_What needs to be done_
Rewrite every entry below with "outline" in place of "segment" and everything else unchanged. Leave out the pictures.

▼▼▼

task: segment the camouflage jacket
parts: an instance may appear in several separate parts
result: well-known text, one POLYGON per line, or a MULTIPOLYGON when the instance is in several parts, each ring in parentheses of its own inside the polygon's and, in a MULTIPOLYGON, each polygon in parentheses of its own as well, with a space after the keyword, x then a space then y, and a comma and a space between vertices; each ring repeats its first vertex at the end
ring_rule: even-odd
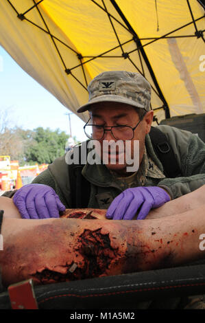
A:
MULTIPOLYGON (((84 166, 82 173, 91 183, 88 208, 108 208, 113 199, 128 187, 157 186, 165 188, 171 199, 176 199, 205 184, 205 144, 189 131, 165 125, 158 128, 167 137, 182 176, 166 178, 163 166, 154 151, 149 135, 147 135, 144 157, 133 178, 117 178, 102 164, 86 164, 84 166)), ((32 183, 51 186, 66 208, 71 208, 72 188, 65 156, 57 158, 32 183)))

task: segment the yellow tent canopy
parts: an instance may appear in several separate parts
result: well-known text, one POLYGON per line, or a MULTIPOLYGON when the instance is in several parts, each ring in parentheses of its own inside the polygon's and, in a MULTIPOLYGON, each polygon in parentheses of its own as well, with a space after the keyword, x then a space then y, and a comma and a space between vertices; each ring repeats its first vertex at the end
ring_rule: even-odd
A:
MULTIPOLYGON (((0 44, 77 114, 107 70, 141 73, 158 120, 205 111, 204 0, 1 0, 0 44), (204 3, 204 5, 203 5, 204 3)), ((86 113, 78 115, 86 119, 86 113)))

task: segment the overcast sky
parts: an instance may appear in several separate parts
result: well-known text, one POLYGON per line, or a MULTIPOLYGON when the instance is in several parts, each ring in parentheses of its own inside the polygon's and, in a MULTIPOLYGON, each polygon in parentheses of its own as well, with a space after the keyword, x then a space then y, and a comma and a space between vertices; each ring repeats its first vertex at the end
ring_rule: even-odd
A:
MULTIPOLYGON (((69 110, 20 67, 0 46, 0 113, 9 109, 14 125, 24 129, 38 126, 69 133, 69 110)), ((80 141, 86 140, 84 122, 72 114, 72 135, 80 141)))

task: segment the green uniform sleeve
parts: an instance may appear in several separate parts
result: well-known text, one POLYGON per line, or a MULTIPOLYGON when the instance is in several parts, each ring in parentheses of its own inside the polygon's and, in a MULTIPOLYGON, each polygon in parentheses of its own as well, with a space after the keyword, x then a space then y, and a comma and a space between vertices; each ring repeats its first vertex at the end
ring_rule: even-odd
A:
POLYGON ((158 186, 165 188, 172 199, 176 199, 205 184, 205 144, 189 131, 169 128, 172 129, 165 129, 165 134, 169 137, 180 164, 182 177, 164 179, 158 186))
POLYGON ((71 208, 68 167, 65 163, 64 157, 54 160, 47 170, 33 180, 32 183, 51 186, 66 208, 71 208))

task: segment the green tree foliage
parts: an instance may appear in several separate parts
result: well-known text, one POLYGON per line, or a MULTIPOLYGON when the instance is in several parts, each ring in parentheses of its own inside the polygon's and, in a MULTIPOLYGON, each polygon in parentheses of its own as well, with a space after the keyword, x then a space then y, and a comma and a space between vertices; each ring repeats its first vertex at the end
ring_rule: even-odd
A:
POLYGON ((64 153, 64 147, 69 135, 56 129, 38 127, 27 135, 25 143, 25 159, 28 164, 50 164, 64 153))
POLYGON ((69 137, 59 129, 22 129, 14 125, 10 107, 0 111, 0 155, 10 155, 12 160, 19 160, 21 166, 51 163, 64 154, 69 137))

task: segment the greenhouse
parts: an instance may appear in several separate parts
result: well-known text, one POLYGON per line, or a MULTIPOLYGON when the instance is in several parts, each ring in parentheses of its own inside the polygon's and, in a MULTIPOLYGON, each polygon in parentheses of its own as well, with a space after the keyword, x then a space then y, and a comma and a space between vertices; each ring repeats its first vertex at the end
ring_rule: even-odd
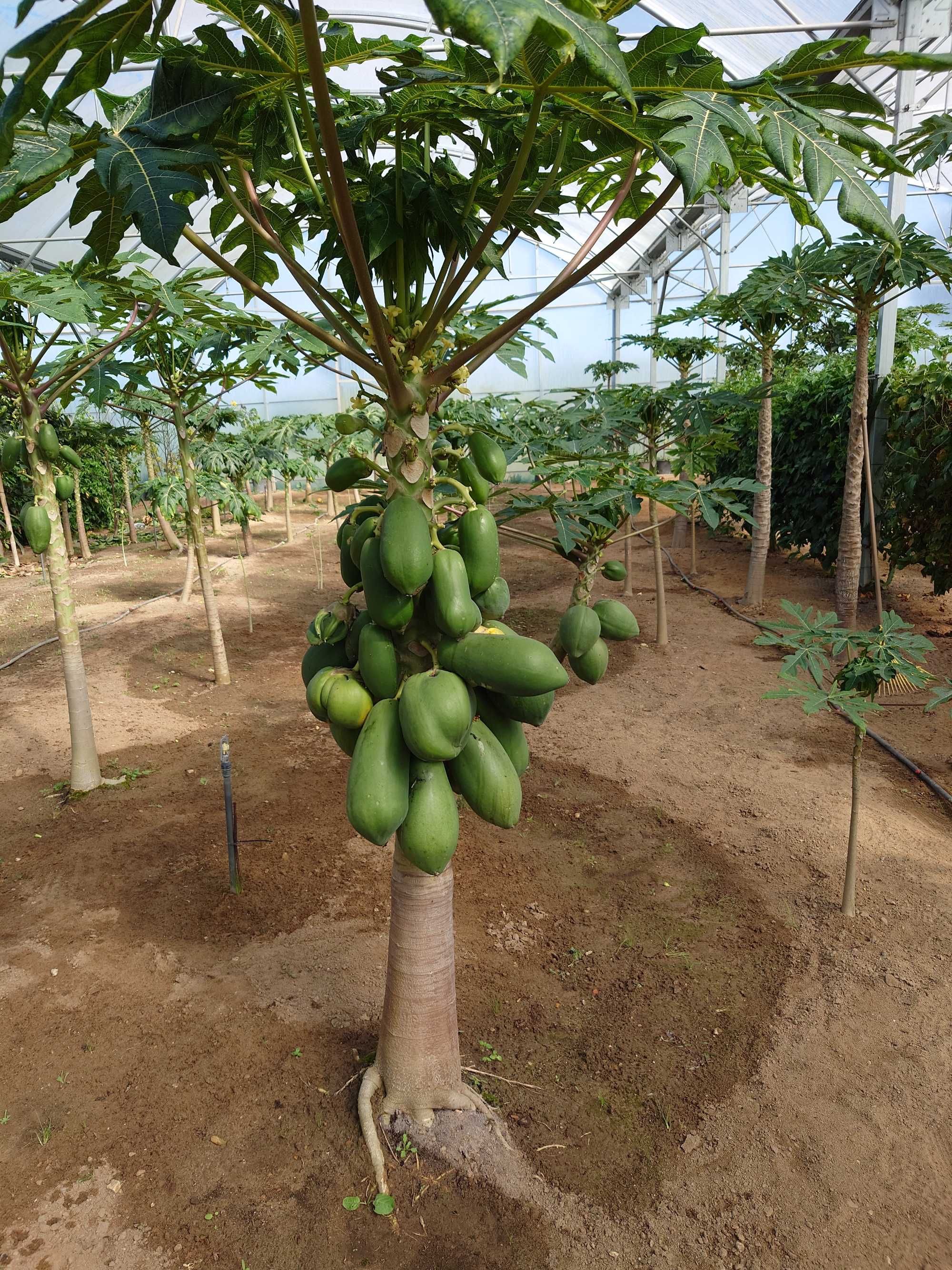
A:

▲▲▲

_Output for this task_
task: outline the camouflage jacket
parts: an instance may appear in several separate parts
result: well-known text, one POLYGON per line, or a MULTIPOLYGON when the instance is in several parts, each ring in parentheses of its own inside the polygon's and, in a MULTIPOLYGON, each polygon in parentheses of its own as well, with a space after the keyword, x then a space then y, and a comma and a space between vertices; each ring repeats its first vertex at the end
ring_rule: even-odd
A:
MULTIPOLYGON (((84 166, 82 173, 91 183, 88 208, 108 208, 113 199, 128 187, 157 186, 165 188, 171 199, 176 199, 205 184, 205 144, 189 131, 165 125, 158 128, 167 137, 182 176, 166 178, 163 166, 154 151, 149 135, 147 135, 144 157, 133 178, 117 178, 102 164, 86 164, 84 166)), ((32 183, 51 186, 66 208, 71 208, 72 188, 65 156, 57 158, 32 183)))

task: outline the yellow tent canopy
parts: an instance may appear in several separate parts
result: well-known text, one POLYGON per line, or a MULTIPOLYGON when the instance is in several parts, each ring in parentheses of its own inside the polygon's and, in a MULTIPOLYGON, each polygon in parentheses of its own as well, with a space after the keyword, x then a space then y, and a comma and a space between vertices; each ring repeats its first vertex at the end
ring_rule: even-odd
A:
MULTIPOLYGON (((0 44, 77 114, 107 70, 141 73, 158 120, 205 111, 204 0, 1 0, 0 44), (204 3, 204 5, 203 5, 204 3)), ((86 113, 78 115, 86 119, 86 113)))

task: outline the overcast sky
parts: an instance may appear in several separate parts
result: well-known text, one POLYGON per line, or a MULTIPOLYGON when the instance is in several parts, each ring in parentheses of its own inside the polygon's and, in a MULTIPOLYGON, each polygon in parentheses of its own as well, with a space after the keyword, x then a space then y, and a comma and a space between vertices; each ring repeats its first vertex at the end
ring_rule: even-odd
A:
MULTIPOLYGON (((69 110, 20 67, 0 46, 0 113, 9 109, 14 125, 24 129, 38 126, 69 133, 69 110)), ((80 141, 86 140, 84 122, 72 114, 72 135, 80 141)))

task: outline the green uniform sleeve
parts: an instance may appear in several separate parts
result: well-known text, one POLYGON per line, or a MULTIPOLYGON when the instance is in several parts, each ring in parentheses of its own inside the polygon's and, in a MULTIPOLYGON, each polygon in parentheses of its own as well, with a space after the keyword, x then a space then y, and a comma and a space between vertices; each ring repeats its first vertex at the end
ring_rule: even-odd
A:
POLYGON ((158 186, 165 188, 172 199, 176 199, 205 184, 205 144, 189 131, 169 128, 172 129, 165 129, 165 134, 169 137, 180 164, 182 177, 164 179, 158 186))
POLYGON ((71 208, 68 167, 65 163, 64 157, 54 160, 47 170, 33 180, 32 183, 51 186, 66 208, 71 208))

task: outline the green tree foliage
parts: an instance may appear in several separate parts
result: well-known text, one POLYGON per line, or a MULTIPOLYGON when the instance is in several parts, each ring in parentheses of its own inside the polygon's and, in a MULTIPOLYGON, each polygon in parentheses of its own as well, with a space after the keyword, x then a space then y, and a comma and a space between vertices; each ring repeats its first vertex at the end
ring_rule: even-odd
A:
POLYGON ((64 153, 64 147, 69 135, 56 129, 38 127, 27 135, 25 143, 25 159, 28 164, 50 164, 64 153))
POLYGON ((69 137, 59 129, 22 129, 14 125, 10 107, 0 111, 0 155, 10 155, 12 160, 19 160, 21 166, 51 163, 64 154, 69 137))

task: outline the greenhouse
parts: an instance may appear in several separate parts
result: well-known text, one POLYGON per line, or a MULTIPOLYGON when the instance is in several parts, each ring in parentheses of its own inside the polygon's and, in a MULTIPOLYGON, each polygon in parentheses of its own as well, with a space after the keyword, x then a space then y, and a comma and a space between vertices; each ring repeats its first vertex at the end
ring_rule: even-odd
A:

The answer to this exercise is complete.